== TEXT EXTRACT ==

[Python-Dev] Re: Who cares about the performance of these opcodes?

Andrew MacIntyre andymac at bullseye.apana.org.au
Tue Mar 9 17:07:04 EST 2004


On Tue, 9 Mar 2004, A.M. Kuchling wrote:

> For a planned PyCon lightning talk, I'm benchmarking various combinations
> of optimizer options.
> One interesting result: CVS Python gets 25997 pystones on my machine when
> compiled with
> -O3 (the default), but 26707 when compiled with gcc's -Os flag.  -Os
> optimizes for size,
> running the subset of the -O2 optimizations that don't increase code size.

In my own experiments along these lines, I found that the best results
with various versions of gcc (2.8.1, 2.95.2, 3.2.1 on OS/2; 2.95.4, 3.2.3,
3.3.2 on FreeBSD) was to compile ceval.c with -Os (-O2 on 2.8.1, which
doesn't have -Os) and the rest of Python with -O3.

===

▶ DIRECTIONS:
• a. Translate this sentence from the mailing list post into Spanish: "For a planned PyCon lightning talk, I'm benchmarking various combinations of optimizer options."
• b. In the mailing list post, which source file did the best results come from compiling with -Os while the rest of Python used -O3?
• c. Carry on writing the mailing list post about gcc optimization flags from the point where it ends.
The material that comes next has no connection to the mailing list post above.

== DATA EXTRACT ==

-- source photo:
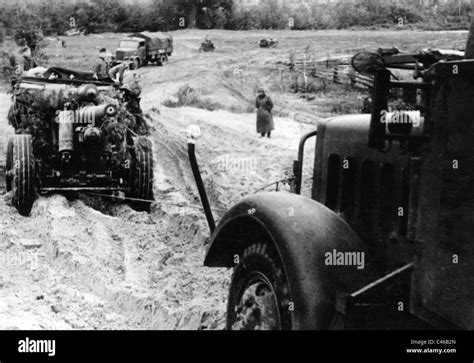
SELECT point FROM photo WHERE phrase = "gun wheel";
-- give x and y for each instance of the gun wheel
(22, 173)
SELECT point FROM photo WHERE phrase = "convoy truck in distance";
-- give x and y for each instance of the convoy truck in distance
(142, 48)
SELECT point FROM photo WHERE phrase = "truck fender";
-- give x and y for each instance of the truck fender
(306, 235)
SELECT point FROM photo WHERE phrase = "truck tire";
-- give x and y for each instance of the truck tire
(141, 175)
(259, 294)
(23, 174)
(9, 165)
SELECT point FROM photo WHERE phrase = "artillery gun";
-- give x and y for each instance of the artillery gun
(74, 133)
(384, 241)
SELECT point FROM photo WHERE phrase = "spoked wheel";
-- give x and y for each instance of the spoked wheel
(22, 182)
(259, 295)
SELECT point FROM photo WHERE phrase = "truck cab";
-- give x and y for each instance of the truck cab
(133, 50)
(394, 187)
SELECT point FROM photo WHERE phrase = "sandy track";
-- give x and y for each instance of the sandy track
(72, 266)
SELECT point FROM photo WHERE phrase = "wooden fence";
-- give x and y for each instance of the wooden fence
(337, 70)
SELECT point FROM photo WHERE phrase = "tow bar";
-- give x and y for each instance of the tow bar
(193, 132)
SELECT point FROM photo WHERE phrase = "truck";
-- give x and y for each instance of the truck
(384, 240)
(76, 134)
(139, 49)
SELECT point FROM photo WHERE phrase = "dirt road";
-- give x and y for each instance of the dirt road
(80, 264)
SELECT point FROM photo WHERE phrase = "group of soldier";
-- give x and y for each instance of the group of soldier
(106, 68)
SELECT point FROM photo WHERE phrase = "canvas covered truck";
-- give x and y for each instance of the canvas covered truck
(385, 239)
(74, 133)
(139, 49)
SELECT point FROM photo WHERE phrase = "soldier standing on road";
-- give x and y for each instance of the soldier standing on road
(101, 66)
(264, 107)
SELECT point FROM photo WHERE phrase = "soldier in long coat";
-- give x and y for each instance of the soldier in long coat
(264, 106)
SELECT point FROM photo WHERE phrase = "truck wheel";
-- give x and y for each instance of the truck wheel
(23, 174)
(141, 174)
(9, 165)
(259, 294)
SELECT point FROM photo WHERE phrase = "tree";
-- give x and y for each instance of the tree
(194, 9)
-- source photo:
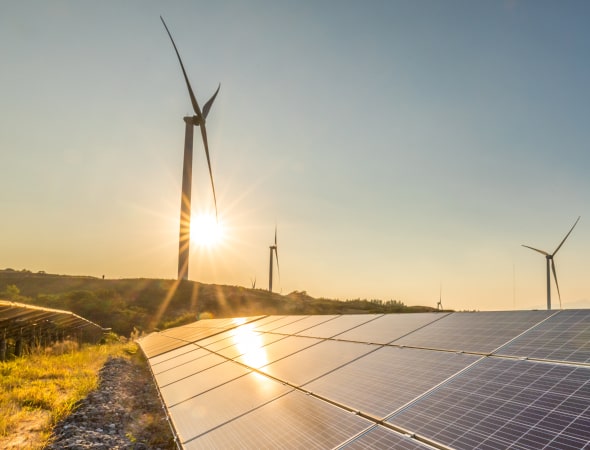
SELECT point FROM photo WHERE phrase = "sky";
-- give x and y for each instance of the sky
(403, 149)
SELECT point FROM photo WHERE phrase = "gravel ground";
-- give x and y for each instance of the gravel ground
(125, 412)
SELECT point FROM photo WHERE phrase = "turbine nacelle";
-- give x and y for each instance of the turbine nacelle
(551, 265)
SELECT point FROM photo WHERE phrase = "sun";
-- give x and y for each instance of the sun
(206, 230)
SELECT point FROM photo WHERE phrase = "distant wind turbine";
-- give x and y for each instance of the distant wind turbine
(273, 248)
(550, 261)
(198, 120)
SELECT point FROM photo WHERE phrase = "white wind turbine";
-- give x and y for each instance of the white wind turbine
(550, 261)
(273, 248)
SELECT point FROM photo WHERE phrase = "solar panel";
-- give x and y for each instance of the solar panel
(294, 420)
(188, 368)
(338, 325)
(303, 324)
(168, 355)
(259, 357)
(201, 381)
(274, 324)
(385, 380)
(381, 437)
(504, 402)
(246, 343)
(415, 381)
(191, 334)
(317, 360)
(563, 337)
(480, 332)
(178, 358)
(156, 343)
(215, 407)
(388, 327)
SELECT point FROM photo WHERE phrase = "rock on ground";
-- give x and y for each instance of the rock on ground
(124, 413)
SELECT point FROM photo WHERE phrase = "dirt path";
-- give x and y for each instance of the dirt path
(123, 413)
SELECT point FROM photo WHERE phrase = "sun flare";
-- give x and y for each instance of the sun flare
(206, 230)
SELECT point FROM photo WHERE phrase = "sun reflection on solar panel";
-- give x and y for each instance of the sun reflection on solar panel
(250, 345)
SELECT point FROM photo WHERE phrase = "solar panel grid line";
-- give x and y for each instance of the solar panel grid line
(173, 354)
(443, 315)
(524, 333)
(208, 389)
(478, 332)
(165, 408)
(273, 325)
(368, 318)
(286, 329)
(433, 389)
(530, 413)
(381, 437)
(165, 381)
(179, 360)
(236, 417)
(293, 420)
(344, 364)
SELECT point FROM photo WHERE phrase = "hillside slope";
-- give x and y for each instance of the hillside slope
(147, 304)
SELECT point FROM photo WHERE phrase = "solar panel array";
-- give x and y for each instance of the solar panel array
(413, 381)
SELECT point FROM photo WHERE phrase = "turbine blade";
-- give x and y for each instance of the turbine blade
(207, 106)
(556, 283)
(277, 258)
(188, 84)
(566, 236)
(536, 249)
(204, 136)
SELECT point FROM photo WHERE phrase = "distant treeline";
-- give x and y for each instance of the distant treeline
(147, 304)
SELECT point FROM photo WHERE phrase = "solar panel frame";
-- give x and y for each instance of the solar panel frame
(315, 361)
(298, 326)
(503, 402)
(389, 327)
(202, 381)
(468, 397)
(477, 332)
(385, 380)
(562, 337)
(338, 325)
(213, 408)
(188, 369)
(276, 351)
(178, 360)
(293, 420)
(381, 437)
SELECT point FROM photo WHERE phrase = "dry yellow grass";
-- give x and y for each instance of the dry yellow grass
(39, 390)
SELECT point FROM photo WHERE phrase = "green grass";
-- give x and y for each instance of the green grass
(39, 390)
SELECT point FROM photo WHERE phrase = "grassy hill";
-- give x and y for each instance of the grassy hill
(147, 304)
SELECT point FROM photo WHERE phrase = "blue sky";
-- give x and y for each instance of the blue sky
(397, 145)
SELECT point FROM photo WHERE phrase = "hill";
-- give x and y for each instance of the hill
(147, 304)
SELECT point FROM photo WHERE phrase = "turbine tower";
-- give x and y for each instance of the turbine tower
(198, 120)
(273, 248)
(550, 261)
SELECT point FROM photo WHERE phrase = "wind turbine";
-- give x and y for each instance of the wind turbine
(273, 248)
(550, 261)
(198, 120)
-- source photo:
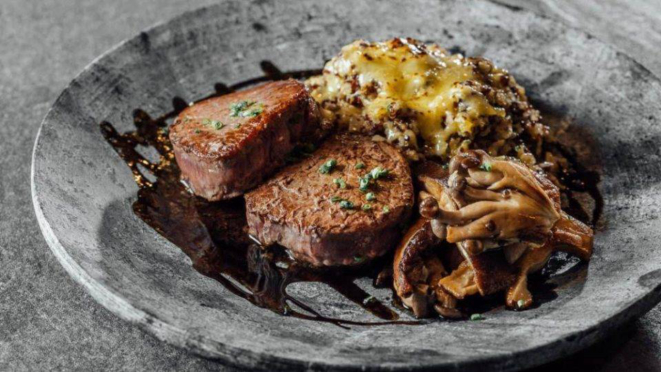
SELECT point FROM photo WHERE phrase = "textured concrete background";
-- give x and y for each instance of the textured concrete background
(47, 322)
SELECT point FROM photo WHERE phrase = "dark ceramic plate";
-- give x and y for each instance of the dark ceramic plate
(83, 191)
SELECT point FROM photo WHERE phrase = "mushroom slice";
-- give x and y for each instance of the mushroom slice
(417, 271)
(461, 282)
(503, 200)
(491, 272)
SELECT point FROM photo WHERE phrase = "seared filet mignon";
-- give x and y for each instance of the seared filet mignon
(343, 205)
(228, 144)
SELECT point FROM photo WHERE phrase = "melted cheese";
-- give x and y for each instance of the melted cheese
(407, 89)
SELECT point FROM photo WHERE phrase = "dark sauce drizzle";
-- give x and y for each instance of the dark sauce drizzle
(213, 234)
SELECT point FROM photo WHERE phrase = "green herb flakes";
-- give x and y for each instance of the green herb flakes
(477, 317)
(246, 109)
(340, 183)
(378, 172)
(238, 107)
(345, 204)
(328, 166)
(364, 183)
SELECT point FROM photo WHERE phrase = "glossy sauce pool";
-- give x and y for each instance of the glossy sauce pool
(213, 234)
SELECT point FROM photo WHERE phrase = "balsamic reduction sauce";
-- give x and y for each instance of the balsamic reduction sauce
(214, 234)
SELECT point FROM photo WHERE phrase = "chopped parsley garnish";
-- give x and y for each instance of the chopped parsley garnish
(364, 182)
(378, 172)
(477, 317)
(246, 109)
(217, 124)
(252, 112)
(345, 204)
(328, 166)
(340, 183)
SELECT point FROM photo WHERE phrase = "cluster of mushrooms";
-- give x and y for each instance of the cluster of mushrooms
(485, 224)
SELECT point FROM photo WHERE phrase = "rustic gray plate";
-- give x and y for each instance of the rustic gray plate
(83, 192)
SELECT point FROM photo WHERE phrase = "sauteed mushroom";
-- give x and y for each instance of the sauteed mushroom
(505, 219)
(417, 272)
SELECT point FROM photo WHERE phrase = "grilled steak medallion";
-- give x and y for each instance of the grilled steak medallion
(229, 144)
(341, 206)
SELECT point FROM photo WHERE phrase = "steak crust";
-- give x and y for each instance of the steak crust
(302, 208)
(223, 152)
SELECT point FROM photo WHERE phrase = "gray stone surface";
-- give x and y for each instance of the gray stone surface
(47, 322)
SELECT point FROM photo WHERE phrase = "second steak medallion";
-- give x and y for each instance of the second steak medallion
(343, 205)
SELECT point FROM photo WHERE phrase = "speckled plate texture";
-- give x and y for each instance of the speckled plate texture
(83, 191)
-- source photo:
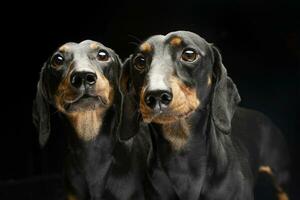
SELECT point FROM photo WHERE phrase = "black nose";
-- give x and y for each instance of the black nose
(80, 78)
(161, 98)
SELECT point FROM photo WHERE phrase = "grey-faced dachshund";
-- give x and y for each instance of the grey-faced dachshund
(204, 145)
(80, 80)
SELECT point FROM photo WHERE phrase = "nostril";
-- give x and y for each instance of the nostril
(166, 98)
(150, 101)
(91, 78)
(76, 81)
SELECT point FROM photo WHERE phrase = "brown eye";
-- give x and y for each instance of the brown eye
(102, 55)
(57, 60)
(139, 63)
(189, 55)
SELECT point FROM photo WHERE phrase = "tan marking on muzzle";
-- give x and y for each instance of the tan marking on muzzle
(71, 197)
(94, 45)
(176, 41)
(64, 48)
(208, 80)
(184, 102)
(87, 123)
(265, 169)
(146, 47)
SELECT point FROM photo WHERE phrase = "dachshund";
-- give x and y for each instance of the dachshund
(204, 145)
(80, 81)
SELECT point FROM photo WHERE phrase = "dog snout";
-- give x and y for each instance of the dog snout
(158, 99)
(83, 78)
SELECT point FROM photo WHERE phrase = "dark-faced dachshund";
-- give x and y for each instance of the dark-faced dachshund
(80, 80)
(203, 142)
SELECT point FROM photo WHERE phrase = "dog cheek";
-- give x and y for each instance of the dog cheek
(183, 97)
(105, 89)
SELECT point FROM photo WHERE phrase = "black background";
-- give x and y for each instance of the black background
(259, 41)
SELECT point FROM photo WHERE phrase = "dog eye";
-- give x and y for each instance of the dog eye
(57, 60)
(139, 63)
(189, 55)
(102, 55)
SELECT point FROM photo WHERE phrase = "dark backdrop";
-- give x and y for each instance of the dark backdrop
(259, 41)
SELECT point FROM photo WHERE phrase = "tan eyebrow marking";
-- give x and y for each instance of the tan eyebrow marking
(176, 41)
(94, 45)
(146, 47)
(64, 48)
(209, 81)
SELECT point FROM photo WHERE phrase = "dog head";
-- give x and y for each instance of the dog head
(79, 80)
(176, 74)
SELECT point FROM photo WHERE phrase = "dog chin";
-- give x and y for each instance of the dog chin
(165, 118)
(84, 104)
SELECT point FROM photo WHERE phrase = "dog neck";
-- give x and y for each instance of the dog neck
(176, 133)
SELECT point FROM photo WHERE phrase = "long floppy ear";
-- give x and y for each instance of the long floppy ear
(225, 97)
(129, 121)
(40, 111)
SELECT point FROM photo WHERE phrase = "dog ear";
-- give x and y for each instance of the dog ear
(225, 97)
(129, 121)
(40, 111)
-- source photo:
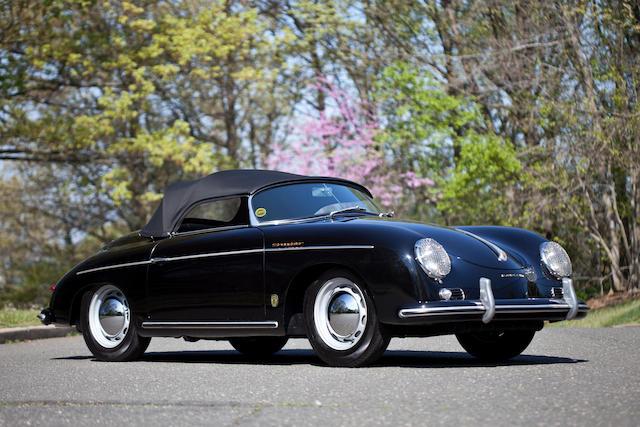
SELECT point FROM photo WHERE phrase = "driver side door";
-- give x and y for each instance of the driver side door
(211, 269)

===

▶ EXPECTED RESULTS:
• a. Para una charla relámpago prevista en PyCon, estoy evaluando diversas combinaciones de opciones del optimizador.

• b. ceval.c

• c.
The OS/2 builds were running on an AMD Athlon 1.4GHz (Thunderbird core),
and the FreeBSD builds were running on an AMD Athlon XP 1600.  With the
compilers that support -march=athlon[-xp], another 4-5% can be had too.
The OS/2 builds also have -fomit-frame-pointer, which makes them
marginally faster than the FreeBSD builds of the same gcc version and
optimisation level.

I haven't seen your results (full -Os build as fast or faster than full
-O3 build), although compiling with -Os with gcc 3.2.x is as fast as -O3
with 2.95 and earlier.

Regards,
Andrew.

--
Andrew I MacIntyre                     "These thoughts are mine alone..."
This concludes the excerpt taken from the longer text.